• WHAT IS NEEDED:
Write out verbatim the lines of the rows below, starting at the line that contains "Rules: pick out every instance of the woman's hand" and ending at the line that contains "point(426, 239)", with both of those lines included.

---------- PROVIDED DATA ----------

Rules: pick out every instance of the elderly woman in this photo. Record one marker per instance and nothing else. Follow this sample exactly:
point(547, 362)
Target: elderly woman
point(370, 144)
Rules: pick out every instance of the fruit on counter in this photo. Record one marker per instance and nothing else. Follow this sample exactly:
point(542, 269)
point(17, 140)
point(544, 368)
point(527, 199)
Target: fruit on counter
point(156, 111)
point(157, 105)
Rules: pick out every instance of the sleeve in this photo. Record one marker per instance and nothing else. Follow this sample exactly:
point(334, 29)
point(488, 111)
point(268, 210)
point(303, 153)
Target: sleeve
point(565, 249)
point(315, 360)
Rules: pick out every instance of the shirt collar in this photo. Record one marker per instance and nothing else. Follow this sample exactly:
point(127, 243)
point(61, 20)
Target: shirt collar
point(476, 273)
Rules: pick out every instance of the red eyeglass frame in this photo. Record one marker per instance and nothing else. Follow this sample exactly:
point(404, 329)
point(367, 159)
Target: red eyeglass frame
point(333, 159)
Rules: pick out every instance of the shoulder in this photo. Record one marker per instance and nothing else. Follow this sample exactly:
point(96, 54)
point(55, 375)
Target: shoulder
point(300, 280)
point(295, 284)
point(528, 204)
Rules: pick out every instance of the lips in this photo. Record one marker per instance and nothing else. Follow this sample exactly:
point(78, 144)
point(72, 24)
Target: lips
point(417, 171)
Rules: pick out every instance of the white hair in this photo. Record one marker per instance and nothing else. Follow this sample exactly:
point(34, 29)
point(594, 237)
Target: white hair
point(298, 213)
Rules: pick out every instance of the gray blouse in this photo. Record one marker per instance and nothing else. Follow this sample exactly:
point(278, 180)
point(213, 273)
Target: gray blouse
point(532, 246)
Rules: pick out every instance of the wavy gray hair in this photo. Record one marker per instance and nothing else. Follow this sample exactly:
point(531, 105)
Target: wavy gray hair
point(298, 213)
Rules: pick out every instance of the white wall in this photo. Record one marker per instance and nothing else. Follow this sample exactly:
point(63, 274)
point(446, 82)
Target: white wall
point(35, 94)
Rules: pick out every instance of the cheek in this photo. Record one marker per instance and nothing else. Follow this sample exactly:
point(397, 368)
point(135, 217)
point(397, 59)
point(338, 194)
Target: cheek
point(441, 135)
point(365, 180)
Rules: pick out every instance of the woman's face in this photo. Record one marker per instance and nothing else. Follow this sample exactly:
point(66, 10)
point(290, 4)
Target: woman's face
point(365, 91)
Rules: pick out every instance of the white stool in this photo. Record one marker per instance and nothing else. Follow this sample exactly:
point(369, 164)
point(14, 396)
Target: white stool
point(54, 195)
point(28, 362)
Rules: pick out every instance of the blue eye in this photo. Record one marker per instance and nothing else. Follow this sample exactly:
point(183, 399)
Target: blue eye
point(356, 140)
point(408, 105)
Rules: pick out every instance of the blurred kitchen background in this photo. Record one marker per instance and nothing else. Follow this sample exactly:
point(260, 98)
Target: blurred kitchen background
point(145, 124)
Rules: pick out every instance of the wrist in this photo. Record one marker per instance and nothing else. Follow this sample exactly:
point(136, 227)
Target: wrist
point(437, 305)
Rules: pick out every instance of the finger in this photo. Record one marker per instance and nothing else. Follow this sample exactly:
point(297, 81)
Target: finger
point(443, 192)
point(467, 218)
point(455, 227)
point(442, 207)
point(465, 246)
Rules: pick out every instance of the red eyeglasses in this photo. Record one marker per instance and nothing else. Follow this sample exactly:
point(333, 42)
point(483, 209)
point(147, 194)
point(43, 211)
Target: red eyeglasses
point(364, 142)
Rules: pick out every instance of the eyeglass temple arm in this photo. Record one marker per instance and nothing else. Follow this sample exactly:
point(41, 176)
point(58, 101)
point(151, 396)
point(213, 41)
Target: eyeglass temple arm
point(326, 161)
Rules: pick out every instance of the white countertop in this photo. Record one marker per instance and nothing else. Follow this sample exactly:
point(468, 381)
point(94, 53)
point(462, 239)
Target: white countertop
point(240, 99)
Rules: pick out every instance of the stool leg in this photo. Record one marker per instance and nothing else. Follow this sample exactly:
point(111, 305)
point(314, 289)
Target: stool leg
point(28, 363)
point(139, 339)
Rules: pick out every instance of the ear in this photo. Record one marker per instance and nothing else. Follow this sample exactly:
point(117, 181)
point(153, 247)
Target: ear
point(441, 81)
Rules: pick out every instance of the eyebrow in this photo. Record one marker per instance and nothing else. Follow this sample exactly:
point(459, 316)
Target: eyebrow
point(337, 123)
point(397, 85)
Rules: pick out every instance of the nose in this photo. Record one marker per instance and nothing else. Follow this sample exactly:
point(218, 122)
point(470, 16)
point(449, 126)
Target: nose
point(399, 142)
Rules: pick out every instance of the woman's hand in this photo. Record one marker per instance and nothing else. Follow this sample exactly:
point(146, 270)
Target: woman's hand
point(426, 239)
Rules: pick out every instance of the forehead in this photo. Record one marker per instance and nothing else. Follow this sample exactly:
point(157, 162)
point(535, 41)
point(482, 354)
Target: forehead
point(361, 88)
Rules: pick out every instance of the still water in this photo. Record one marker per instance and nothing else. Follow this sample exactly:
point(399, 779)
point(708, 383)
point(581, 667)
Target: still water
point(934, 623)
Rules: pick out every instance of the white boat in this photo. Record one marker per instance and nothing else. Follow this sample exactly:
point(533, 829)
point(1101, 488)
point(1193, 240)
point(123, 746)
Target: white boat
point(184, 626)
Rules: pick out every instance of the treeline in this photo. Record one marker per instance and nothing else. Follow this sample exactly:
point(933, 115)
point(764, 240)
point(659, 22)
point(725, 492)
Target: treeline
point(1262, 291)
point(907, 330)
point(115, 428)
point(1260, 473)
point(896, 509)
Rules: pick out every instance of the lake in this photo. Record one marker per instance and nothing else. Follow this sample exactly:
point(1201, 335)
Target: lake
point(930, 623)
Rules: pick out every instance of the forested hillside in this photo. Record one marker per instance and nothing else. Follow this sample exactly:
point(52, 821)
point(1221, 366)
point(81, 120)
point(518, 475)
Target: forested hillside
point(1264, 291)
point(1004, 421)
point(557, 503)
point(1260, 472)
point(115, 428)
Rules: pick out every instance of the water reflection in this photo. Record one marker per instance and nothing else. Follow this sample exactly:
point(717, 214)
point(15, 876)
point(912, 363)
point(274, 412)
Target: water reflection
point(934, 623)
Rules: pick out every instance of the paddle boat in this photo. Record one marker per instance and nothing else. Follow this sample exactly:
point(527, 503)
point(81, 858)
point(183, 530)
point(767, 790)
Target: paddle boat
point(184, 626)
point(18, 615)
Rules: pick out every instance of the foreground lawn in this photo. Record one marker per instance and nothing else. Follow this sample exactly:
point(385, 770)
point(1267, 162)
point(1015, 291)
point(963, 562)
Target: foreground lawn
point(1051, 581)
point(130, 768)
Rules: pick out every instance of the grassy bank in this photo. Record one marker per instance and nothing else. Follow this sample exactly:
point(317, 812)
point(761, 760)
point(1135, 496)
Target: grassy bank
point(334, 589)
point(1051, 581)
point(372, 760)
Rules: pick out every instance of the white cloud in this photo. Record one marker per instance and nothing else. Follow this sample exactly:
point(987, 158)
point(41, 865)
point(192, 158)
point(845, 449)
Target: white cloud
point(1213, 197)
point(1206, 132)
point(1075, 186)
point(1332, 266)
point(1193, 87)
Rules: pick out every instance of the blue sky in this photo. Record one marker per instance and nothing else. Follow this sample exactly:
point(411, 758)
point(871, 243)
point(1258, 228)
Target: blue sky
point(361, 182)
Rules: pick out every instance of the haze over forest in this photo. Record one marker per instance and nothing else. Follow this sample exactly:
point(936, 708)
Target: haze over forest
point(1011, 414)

----------

• TASK RESULT:
Rules: pick out every instance of the woman's hand in this photo. Record one marker per instance and nothing else. Follow this sample exactly:
point(146, 270)
Target: woman's hand
point(426, 239)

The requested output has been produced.